*** PASSAGE FOR REVIEW ***

It never been shown that the Syrian government has restarted the manufacture of the chemical weapons it destroyed in 2013, so Assad is unlikely to have had the means to have gassed his own people this week.

Nor has Assad any motive. His armed forces are rolling back the combined terrorist groups and only recently completed the liberation of the major city of Aleppo.  With the terrorists losing ground In Syria, what military or political advantage could there possibly be for the government in using gas on a small number of civilians in a terrorist-held area?  And if there was some advantage, could it possibly outweigh the expected response from the imperialists in the form of military aggression, as a punishment, against Syria?

The Syrian government might conceivably have had the opportunity to use gas against civilians, but this presupposes they had gas and a reason for its use.

The terrorist Islamic fascist forces certainly have the means to use gas.  They used it at East Ghouta in 2013, and the UN special mission on chemical weapons found a further three instances, in 2013, when terrorists had used gas against government troops and civilians. Turkish security forces reportedly found a 2kg canister of sarin when they raided the homes of Al Nusrah fighters in 2013. In July 2014, there were further reports of barrels of sarin found in terrorist-held areas.

Do the terrorists have motive?  They are not only recoiling on the ground in Syria but have lost effective control of Mosul in Iraq. They were briefly faced with the prospect of a new US President who had in the past declared that Syria was “not our problem” and who had indicated his willingness to work with Russia to defeat the Islamic fascist groups.

*** End of PASSAGE FOR REVIEW ***
*** SUPPLIED DATA ***

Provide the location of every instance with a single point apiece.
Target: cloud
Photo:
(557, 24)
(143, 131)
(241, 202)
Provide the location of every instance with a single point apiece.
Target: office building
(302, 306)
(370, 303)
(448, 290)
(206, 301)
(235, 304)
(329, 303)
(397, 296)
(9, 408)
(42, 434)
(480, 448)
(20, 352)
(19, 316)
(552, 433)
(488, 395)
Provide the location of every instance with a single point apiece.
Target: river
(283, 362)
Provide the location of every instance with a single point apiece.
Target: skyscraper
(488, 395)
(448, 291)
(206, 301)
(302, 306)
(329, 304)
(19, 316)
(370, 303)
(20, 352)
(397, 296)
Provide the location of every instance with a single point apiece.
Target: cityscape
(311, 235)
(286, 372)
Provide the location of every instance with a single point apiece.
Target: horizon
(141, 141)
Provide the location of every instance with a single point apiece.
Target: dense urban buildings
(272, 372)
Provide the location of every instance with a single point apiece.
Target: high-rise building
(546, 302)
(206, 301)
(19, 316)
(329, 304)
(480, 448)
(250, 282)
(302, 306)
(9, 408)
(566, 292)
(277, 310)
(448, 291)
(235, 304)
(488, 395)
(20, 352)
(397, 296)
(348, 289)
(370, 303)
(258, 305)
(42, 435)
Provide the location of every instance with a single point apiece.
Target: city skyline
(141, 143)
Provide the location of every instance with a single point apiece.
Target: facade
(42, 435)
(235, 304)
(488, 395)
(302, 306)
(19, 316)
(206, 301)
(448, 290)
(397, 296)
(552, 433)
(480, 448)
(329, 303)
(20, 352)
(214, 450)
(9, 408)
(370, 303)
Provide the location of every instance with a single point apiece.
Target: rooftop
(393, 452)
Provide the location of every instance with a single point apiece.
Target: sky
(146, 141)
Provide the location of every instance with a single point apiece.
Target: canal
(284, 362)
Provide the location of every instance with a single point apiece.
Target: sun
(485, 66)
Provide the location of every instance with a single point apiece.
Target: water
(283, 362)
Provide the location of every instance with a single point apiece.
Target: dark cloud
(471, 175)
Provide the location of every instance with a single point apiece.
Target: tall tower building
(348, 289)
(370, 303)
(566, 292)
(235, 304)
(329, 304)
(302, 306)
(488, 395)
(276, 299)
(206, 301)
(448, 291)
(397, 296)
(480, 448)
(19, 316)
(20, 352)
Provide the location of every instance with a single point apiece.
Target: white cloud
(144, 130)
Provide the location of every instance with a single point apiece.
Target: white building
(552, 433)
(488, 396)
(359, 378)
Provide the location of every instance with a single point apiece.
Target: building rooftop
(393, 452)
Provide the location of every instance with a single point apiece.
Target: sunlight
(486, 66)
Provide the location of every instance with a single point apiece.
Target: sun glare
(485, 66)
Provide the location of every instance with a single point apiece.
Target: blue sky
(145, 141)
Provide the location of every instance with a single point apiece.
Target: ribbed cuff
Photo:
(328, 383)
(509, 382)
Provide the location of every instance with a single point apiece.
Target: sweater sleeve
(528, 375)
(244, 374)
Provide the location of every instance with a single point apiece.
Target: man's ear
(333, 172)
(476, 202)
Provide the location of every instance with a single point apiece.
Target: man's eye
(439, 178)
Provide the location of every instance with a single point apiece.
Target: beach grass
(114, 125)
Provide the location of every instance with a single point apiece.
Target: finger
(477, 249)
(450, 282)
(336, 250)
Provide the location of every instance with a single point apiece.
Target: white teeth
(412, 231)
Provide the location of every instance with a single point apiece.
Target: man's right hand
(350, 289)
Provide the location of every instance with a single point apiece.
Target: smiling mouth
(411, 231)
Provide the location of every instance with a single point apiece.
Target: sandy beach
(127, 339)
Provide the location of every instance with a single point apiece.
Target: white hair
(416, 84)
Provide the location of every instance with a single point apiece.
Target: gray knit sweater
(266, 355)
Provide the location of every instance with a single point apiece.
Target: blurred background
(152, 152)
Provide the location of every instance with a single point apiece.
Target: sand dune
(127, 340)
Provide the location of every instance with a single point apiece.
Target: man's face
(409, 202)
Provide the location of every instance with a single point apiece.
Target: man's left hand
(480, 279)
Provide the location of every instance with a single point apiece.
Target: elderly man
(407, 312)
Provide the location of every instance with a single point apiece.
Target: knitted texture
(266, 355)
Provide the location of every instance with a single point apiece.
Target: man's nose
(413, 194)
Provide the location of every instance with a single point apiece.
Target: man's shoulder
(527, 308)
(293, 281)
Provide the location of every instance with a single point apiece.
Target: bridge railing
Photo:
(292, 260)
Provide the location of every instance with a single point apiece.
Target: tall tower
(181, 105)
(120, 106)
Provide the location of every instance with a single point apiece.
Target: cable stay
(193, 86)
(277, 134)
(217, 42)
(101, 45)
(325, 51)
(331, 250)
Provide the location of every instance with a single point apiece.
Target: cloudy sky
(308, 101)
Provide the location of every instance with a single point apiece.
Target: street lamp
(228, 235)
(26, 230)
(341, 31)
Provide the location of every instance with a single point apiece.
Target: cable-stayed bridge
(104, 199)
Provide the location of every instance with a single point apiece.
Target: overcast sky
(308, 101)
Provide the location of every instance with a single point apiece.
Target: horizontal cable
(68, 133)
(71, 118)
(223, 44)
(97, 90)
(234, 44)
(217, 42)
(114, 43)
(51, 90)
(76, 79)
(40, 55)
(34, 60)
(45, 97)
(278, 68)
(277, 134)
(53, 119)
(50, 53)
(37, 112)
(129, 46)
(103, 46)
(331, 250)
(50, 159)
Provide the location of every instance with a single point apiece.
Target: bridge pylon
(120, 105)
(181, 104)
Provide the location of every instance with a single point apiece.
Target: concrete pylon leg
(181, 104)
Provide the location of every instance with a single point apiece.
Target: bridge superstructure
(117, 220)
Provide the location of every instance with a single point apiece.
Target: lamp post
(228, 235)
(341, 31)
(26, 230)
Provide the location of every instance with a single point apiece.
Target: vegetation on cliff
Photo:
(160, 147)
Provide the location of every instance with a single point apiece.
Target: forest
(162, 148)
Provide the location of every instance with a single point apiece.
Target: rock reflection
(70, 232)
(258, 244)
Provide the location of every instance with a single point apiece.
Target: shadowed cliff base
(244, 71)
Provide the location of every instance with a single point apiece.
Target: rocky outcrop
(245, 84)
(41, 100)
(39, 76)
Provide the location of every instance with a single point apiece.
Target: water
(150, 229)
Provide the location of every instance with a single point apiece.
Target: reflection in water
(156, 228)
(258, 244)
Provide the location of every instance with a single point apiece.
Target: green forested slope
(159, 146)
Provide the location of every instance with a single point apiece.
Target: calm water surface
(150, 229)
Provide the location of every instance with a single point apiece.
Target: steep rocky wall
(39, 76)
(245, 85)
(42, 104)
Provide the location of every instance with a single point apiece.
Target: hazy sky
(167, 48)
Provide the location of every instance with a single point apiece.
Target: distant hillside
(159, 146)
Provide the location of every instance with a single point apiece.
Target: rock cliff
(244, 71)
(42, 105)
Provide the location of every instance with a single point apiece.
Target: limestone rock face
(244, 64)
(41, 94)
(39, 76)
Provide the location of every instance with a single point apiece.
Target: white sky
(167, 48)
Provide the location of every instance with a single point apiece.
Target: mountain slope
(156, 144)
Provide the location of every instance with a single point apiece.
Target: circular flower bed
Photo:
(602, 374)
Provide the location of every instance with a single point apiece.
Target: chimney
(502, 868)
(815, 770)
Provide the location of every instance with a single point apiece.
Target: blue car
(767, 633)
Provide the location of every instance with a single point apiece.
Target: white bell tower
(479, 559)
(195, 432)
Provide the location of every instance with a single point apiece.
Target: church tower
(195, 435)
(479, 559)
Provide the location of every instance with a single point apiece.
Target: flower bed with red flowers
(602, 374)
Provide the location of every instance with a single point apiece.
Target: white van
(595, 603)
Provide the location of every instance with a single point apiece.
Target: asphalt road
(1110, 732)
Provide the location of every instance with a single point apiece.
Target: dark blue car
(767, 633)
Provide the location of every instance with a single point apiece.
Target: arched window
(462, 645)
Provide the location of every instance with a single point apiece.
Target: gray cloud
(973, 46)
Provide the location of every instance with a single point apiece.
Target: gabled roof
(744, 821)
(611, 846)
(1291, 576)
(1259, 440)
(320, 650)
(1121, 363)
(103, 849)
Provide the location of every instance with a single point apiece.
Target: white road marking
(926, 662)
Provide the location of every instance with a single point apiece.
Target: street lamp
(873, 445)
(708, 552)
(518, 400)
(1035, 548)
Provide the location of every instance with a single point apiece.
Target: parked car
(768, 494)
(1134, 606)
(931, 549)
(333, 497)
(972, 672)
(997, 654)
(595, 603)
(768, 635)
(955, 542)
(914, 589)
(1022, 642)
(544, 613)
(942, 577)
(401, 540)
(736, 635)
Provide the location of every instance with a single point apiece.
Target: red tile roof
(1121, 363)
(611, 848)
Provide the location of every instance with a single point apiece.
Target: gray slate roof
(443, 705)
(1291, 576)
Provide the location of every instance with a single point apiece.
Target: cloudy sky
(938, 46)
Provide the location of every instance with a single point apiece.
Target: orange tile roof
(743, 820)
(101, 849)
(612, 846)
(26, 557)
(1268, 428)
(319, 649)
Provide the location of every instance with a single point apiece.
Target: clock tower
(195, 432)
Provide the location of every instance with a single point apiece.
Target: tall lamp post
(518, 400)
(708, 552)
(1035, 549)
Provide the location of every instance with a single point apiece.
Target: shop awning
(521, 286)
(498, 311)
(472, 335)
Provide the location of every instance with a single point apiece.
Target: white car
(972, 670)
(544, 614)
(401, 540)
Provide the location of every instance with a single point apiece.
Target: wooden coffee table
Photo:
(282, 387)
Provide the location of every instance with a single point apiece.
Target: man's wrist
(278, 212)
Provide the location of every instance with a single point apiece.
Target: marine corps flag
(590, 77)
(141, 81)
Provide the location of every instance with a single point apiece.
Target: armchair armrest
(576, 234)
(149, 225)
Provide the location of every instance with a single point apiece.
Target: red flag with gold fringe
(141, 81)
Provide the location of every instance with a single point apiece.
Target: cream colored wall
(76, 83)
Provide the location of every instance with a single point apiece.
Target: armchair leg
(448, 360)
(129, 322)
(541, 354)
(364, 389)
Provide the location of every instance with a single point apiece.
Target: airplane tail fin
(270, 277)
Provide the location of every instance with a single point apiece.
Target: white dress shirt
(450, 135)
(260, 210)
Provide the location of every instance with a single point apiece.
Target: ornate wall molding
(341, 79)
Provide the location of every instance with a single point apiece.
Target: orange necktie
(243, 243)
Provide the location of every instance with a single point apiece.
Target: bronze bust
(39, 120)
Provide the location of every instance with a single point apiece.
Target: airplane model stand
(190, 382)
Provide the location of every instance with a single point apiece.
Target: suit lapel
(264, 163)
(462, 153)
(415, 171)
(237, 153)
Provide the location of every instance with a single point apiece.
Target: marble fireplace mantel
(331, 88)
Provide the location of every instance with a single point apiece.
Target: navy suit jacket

*** End of SUPPLIED DATA ***

EXERCISE PROMPT>
Copy the part of the passage on chemical weapons in Syria, starting with "It never been" and going on through "punishment, against Syria?".

EXERCISE ANSWER>
It never been shown that the Syrian government has restarted the manufacture of the chemical weapons it destroyed in 2013, so Assad is unlikely to have had the means to have gassed his own people this week.

Nor has Assad any motive. His armed forces are rolling back the combined terrorist groups and only recently completed the liberation of the major city of Aleppo.  With the terrorists losing ground In Syria, what military or political advantage could there possibly be for the government in using gas on a small number of civilians in a terrorist-held area?  And if there was some advantage, could it possibly outweigh the expected response from the imperialists in the form of military aggression, as a punishment, against Syria?